◆ **STATED EXERCISE A**: In the faculty senate meeting summary below, why is the Senate seeking a member of the tenure-line faculty as its next vice chair this cycle?
-=-=-
Summary of the Faculty Senate Meeting
February 7, 2024

Chair’s Report – Thomas Merrill

The chair of the Faculty Senate, Thomas Merrill, opened the meeting promptly. He made several announcements:

  • Conversations regarding the definition of service are underway and a proposal regarding the definition of service in the Faculty Manual is expected for the March Senate meeting. These changes are in response to the findings presented in the report by the Service Task Force last semester.
  • The final report from the Working Group on Faculty Engagement included several suggested action items, one of which was Faculty Senate reform. Potential changes to the Faculty Senate can be broken down into two categories:
    • Smaller, less controversial changes that could be implemented this semester including more onboarding for senators, encouraging more conversations between senators and their home unit, and ensuring one member of the Senate is an official parliamentarian to improve meeting efficiency and procedures.
    • Larger, structural changes that will take more time, research, and faculty input before discussing implementation. Examples include reapportionment of senate seats, numbers of directly elected members, and membership of the Executive Committee.
  • There is a call for nominations for the next vice chair of the Faculty Senate. This position is a three-year commitment as vice chair for AY2024-2025, chair for AY2025-2026, and past chair for AY2026-2027. The chair position alternates between tenure-line and term faculty. This cycle, the Senate is looking for a member of the tenure-line faculty. To be eligible to run for Faculty Senate vice chair, the individual must have either served on the Senate itself or a Senate Committee within the past five years. Serving on senate working groups and task forces within the past five years does NOT count for eligibility.
  • The minutes from the December 6, 2023, meeting were voted on and approved.

Provost’s Report – Vicky Wilkins

Acting Provost Vicky Wilkins made several announcements and provided updates regarding important matters:

  • Although census is not until February 24th, graduate enrollment data show we will be 1,300 credit hours short of our goal resulting in a $1.8 million shortfall. This shortfall will not be taken out of school budgets, instead all areas have been instructed to be fiscally mindful regarding spending habits.
-=-=-
◆ **STATED EXERCISE B**: Recast the part of the rows below that opens with the line containing "Find the window" and closes with the line containing "[(493, 36)]" as a Markdown table with the columns n and Line. Number each line and leave out blank lines.
-=-=-
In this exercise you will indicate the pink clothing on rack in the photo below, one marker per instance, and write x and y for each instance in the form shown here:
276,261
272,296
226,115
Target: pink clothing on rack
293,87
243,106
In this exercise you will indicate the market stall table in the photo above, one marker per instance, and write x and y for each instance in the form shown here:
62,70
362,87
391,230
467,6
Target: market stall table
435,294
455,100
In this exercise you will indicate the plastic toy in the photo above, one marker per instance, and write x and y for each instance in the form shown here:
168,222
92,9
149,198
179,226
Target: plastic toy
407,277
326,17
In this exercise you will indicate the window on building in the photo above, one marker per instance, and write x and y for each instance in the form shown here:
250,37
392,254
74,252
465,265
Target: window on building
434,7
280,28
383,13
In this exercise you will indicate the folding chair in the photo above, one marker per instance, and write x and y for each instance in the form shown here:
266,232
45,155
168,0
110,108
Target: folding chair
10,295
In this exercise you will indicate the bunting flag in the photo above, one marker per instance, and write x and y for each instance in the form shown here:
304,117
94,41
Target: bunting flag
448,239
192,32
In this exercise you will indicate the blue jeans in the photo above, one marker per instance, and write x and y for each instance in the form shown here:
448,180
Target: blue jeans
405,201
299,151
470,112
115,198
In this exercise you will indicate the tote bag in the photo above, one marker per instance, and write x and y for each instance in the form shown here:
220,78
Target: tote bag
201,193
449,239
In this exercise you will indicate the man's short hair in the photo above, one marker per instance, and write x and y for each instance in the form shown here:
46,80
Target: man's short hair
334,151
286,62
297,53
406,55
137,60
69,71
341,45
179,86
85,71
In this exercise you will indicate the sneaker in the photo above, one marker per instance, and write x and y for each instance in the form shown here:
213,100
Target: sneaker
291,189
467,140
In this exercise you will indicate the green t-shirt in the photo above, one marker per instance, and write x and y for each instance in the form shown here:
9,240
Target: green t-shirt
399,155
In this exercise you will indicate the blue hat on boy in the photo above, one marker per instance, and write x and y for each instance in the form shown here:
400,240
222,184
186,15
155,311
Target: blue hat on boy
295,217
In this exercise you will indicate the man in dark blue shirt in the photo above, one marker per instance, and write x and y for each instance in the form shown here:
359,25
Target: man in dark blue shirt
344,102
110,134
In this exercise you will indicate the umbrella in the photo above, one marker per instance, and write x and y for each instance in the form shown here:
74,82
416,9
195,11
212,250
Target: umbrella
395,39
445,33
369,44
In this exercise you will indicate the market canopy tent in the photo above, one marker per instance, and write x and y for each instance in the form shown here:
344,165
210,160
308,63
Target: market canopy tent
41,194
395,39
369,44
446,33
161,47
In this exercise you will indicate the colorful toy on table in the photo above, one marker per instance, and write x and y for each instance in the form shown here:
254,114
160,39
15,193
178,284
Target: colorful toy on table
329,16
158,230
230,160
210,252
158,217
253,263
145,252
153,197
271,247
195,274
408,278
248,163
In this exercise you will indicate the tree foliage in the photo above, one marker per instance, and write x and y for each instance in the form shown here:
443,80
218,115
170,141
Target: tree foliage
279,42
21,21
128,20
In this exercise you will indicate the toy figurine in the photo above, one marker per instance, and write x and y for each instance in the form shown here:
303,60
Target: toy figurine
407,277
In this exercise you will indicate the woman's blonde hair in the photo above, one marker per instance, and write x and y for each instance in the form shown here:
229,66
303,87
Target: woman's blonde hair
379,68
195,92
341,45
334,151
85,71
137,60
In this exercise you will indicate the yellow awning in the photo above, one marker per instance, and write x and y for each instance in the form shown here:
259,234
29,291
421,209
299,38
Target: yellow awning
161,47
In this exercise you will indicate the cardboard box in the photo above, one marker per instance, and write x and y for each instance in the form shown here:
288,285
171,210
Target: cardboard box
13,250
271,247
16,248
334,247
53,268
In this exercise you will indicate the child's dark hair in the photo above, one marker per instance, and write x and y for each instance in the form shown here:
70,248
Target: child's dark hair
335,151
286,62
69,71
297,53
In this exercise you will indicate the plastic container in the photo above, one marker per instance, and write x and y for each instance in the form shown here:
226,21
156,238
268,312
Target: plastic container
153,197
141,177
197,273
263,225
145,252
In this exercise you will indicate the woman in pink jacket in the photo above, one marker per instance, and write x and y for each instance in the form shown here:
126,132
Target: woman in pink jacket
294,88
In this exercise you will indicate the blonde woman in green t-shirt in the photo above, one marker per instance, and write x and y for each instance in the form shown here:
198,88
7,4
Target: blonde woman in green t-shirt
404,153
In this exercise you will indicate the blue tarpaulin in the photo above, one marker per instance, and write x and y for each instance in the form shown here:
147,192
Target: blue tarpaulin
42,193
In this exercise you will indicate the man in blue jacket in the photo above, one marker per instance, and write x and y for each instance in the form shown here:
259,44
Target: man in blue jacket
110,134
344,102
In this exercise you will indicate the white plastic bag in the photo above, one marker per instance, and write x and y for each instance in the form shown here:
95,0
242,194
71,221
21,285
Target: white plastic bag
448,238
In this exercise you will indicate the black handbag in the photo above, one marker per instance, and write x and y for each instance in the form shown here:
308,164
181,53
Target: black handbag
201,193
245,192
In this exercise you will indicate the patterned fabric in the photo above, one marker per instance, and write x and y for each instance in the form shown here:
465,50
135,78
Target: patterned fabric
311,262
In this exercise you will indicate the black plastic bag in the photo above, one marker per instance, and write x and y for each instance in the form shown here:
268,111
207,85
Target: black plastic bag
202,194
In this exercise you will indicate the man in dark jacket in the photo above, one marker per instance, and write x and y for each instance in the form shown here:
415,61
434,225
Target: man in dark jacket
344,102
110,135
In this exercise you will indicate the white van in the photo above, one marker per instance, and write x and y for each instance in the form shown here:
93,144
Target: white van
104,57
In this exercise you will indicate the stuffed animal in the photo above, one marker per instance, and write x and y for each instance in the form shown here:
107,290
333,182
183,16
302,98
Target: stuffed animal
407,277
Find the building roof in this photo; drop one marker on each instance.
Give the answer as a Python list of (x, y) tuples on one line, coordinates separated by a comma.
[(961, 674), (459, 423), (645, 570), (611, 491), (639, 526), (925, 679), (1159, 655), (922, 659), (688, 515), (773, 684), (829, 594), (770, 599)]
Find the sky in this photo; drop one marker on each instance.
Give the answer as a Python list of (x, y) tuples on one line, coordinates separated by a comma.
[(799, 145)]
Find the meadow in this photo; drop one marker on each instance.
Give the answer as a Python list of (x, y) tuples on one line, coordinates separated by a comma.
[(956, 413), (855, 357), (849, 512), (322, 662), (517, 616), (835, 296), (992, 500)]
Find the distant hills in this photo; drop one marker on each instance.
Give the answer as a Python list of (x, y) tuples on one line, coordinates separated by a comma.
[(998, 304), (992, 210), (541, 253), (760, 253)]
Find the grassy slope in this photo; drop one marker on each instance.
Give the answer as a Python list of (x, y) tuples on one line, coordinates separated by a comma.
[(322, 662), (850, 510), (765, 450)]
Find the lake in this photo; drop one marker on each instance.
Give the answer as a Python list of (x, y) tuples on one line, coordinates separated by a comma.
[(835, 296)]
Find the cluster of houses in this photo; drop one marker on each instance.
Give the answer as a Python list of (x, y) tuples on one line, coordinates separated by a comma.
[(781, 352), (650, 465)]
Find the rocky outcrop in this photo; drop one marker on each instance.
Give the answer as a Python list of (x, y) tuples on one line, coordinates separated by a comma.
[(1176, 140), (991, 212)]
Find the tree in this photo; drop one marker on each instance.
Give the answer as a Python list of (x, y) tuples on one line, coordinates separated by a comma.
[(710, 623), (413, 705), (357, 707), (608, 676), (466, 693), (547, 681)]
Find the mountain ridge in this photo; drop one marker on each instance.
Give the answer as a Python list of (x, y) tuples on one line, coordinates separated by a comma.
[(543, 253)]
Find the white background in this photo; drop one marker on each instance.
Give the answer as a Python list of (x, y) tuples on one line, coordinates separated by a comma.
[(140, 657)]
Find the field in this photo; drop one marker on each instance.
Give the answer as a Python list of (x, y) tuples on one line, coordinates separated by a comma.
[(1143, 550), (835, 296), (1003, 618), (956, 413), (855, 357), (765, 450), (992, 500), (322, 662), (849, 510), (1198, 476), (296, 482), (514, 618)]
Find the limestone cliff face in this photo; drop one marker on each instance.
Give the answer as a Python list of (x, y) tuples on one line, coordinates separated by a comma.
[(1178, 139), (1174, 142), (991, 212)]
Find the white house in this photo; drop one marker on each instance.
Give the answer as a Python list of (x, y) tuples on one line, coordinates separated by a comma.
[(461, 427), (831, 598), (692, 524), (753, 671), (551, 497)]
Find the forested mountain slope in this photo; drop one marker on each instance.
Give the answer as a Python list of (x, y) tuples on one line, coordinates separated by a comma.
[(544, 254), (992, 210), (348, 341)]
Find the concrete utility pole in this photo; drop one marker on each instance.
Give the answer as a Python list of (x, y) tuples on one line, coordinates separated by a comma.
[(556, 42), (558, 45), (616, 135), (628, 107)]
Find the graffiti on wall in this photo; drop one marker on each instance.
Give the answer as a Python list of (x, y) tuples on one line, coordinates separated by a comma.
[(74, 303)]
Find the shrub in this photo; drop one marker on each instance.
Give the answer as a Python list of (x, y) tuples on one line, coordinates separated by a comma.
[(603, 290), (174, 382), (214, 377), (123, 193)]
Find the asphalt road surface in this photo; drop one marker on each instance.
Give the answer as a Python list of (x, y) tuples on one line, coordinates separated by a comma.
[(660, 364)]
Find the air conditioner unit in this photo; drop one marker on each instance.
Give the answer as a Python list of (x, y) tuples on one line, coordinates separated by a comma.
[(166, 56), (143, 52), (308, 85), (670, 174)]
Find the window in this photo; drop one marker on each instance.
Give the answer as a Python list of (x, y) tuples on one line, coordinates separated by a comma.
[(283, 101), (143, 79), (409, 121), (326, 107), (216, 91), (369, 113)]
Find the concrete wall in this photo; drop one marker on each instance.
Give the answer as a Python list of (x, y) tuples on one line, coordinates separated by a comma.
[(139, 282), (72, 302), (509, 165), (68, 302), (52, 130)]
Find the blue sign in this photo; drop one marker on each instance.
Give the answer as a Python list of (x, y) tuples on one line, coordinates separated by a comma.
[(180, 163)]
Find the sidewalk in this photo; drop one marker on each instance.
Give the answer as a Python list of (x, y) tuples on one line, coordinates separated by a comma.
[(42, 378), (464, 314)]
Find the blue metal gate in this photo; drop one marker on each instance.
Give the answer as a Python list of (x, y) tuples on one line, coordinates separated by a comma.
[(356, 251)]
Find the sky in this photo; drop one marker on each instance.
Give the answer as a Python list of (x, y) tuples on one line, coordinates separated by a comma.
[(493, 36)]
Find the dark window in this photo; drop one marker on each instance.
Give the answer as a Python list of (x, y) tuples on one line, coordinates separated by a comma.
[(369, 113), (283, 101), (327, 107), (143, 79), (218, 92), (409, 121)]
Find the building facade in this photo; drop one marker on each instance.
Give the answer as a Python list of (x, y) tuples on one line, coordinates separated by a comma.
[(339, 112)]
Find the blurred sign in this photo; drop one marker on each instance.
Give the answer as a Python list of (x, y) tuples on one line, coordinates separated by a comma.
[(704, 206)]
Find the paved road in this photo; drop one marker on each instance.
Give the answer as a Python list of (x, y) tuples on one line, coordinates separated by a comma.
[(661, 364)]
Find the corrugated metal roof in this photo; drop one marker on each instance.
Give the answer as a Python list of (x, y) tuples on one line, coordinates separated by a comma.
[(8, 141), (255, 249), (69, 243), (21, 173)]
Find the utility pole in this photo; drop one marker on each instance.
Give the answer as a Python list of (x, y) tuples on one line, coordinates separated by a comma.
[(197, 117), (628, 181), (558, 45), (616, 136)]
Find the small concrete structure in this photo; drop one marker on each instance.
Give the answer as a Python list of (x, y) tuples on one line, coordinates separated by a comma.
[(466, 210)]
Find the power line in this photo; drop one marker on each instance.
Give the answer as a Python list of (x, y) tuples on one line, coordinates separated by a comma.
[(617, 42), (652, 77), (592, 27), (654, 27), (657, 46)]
-=-=-
◆ **TASK ANSWER A**: The chair position alternates between tenure-line and term faculty, so this cycle the Senate is looking for a member of the tenure-line faculty.

◆ **TASK ANSWER B**:
| n | Line |
|---|---|
| 1 | Find the window in this photo; drop one marker on each instance. |
| 2 | Give the answer as a Python list of (x, y) tuples on one line, coordinates separated by a comma. |
| 3 | [(283, 101), (143, 79), (409, 121), (326, 107), (216, 91), (369, 113)] |
| 4 | Find the concrete wall in this photo; drop one marker on each instance. |
| 5 | Give the answer as a Python list of (x, y) tuples on one line, coordinates separated by a comma. |
| 6 | [(139, 282), (72, 302), (509, 165), (68, 302), (52, 130)] |
| 7 | Find the blue sign in this photo; drop one marker on each instance. |
| 8 | Give the answer as a Python list of (x, y) tuples on one line, coordinates separated by a comma. |
| 9 | [(180, 163)] |
| 10 | Find the sidewalk in this photo; drop one marker on each instance. |
| 11 | Give the answer as a Python list of (x, y) tuples on one line, coordinates separated by a comma. |
| 12 | [(42, 378), (464, 314)] |
| 13 | Find the blue metal gate in this photo; drop one marker on each instance. |
| 14 | Give the answer as a Python list of (x, y) tuples on one line, coordinates separated by a comma. |
| 15 | [(356, 251)] |
| 16 | Find the sky in this photo; drop one marker on each instance. |
| 17 | Give the answer as a Python list of (x, y) tuples on one line, coordinates separated by a comma. |
| 18 | [(493, 36)] |